From the passage on gas-phase synthesis of nanomaterials, output word for word the stretch from "In this article, the" up to and including "and 2D substrates.".

_EXTRACT PROVIDED_
[Begin]

Gas-phase synthesis and crystal growth experiments per definition require a net deposition of species from the vapor to the solid phase. This means that gas-phase synthesis typically poses additional technical challenges compared to many other in situ or operando gas-phase experiments (such as in References 8 and 9)—essentially, gas species and reaction conditions are chosen to favor deposition, which means that contamination must always be addressed. In a closed-cell gas holder, deposition could occur within the gas cell and gas lines, making it difficult to fully remove a species and change to another gas. Open-cell configurations typically benefit from increased pumping capacity and reduced flow limitations (waste gas does not need to be removed via narrow lines); however, deposition can occur on other components in the polepiece area and other parts of the microscope. Despite these challenges, continuous technical developments have enabled a rapidly expanding range of gas-phase synthesis experiments.

In this article, the background and latest development in gas-phase synthesis of materials in environmental and in situ TEM will be discussed. The focus will be on the synthesis of novel nanocrystals, which are inherently well-suited to ETEM investigation due to their nanoscale dimensions. The most well-studied categories of nanostructures are one-dimensional (1D) structures promoted by a metal catalyst (carbon-based and semiconducting nanotubes, nanofibers, and nanowires). These will be discussed in Sections “Catalytic synthesis of 1D carbon nanostructures” and “Growth of semiconductor nanowires.”  These are followed by shorter discussions of nanocrystals formed by gas–solid transformations, and epitaxial growth of nanocrystals on crystalline and 2D substrates.

Catalytic synthesis of 1D carbon nanostructures

Some of the most well-studied types of nanostructures synthesized using gas-phase electron microscopy are carbon nanotubes (CNTs) and related carbon nanostructures (Figure 1). Interest in CNTs soared after their discovery in 199110 owing to their unique and unprecedented electrical and mechanical properties. Some of the earliest in situ investigations were reported just over a decade later, giving direct visualization of the growth process of single and multi-walled CNTs11,12 and insight into the effect of environment on growth kinetics.13 CNTs are most commonly (and controllably) synthesized using a catalyst (most often Fe, Co or Ni, although other metals are also used), which is exposed to a gas species such as methane, propylene, acetylene, or ethylene. Nucleation of the carbon-based structure at the catalyst surface initiates the CNT formation, and continuous growth occurs so long as the gas species remains.

Figure 1
figure 1

Carbon nanotube (CNT) growth studied in situ. (a) Formation of a CNT from a Pt catalyst. Reprinted with permission from Reference 38. © 2022 American Chemical Society. (b) CNT growth from a Co-based catalyst. Reprinted with permission from Reference 32. © 2020 American Chemical Society. (c) Growth of a multi-walled CNT from a Co-W–C particle. Reprinted from Reference 40 under Creative Commons CC BY license. (d) Early-stage formation of a carbon cap on Co nanoparticle catalyst. Reprinted from Reference 37 under Creative Commons CC BY license.

[End]

_RECORDS SHOWN_

[Begin]

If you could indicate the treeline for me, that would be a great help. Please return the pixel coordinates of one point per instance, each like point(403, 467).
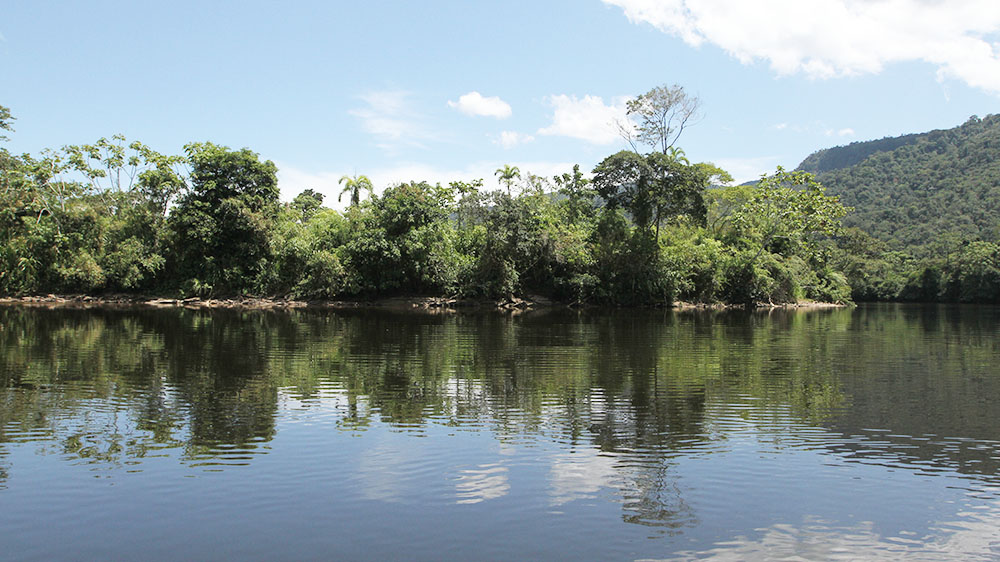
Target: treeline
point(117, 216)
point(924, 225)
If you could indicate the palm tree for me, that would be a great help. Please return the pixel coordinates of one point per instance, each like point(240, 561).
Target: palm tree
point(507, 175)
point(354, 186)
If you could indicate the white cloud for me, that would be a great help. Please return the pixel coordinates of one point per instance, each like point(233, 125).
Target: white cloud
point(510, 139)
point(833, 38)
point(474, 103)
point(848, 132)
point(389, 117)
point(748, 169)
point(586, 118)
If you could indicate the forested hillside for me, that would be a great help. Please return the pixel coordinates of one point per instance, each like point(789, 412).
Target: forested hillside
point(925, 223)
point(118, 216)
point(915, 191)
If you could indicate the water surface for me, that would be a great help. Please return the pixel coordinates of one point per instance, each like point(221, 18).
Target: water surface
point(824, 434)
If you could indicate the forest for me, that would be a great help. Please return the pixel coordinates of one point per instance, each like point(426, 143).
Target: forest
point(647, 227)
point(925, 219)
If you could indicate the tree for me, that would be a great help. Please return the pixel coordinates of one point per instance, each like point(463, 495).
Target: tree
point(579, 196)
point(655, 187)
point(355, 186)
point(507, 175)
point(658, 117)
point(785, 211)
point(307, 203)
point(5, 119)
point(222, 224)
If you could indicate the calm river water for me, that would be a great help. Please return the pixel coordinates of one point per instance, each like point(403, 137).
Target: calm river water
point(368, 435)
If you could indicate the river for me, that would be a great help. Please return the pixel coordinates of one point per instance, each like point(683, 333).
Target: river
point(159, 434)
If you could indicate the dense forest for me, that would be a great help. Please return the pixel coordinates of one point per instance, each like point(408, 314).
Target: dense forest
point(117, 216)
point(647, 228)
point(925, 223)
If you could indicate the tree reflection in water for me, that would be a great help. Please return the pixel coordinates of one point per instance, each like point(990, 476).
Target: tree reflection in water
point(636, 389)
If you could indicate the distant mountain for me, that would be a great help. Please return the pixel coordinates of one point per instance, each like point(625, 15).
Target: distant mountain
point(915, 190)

[End]
[Begin]

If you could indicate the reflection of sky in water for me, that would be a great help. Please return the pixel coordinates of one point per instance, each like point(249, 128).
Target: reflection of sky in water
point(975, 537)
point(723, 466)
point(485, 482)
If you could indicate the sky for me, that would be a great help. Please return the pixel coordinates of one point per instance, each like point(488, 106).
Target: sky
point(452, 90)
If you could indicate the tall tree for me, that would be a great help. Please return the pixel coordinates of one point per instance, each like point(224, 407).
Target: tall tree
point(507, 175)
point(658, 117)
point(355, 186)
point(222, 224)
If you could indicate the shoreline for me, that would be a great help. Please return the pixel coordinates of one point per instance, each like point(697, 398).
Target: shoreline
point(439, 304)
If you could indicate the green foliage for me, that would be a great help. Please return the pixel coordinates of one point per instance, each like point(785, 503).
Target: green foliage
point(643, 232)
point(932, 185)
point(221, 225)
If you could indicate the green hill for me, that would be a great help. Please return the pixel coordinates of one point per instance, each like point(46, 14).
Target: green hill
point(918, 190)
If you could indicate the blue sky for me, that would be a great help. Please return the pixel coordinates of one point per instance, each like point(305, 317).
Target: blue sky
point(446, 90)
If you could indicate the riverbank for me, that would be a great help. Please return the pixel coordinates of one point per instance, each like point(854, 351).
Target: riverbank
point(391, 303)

[End]

_WRITTEN ANSWER_
In this article, the background and latest development in gas-phase synthesis of materials in environmental and in situ TEM will be discussed. The focus will be on the synthesis of novel nanocrystals, which are inherently well-suited to ETEM investigation due to their nanoscale dimensions. The most well-studied categories of nanostructures are one-dimensional (1D) structures promoted by a metal catalyst (carbon-based and semiconducting nanotubes, nanofibers, and nanowires). These will be discussed in Sections “Catalytic synthesis of 1D carbon nanostructures” and “Growth of semiconductor nanowires.”  These are followed by shorter discussions of nanocrystals formed by gas–solid transformations, and epitaxial growth of nanocrystals on crystalline and 2D substrates.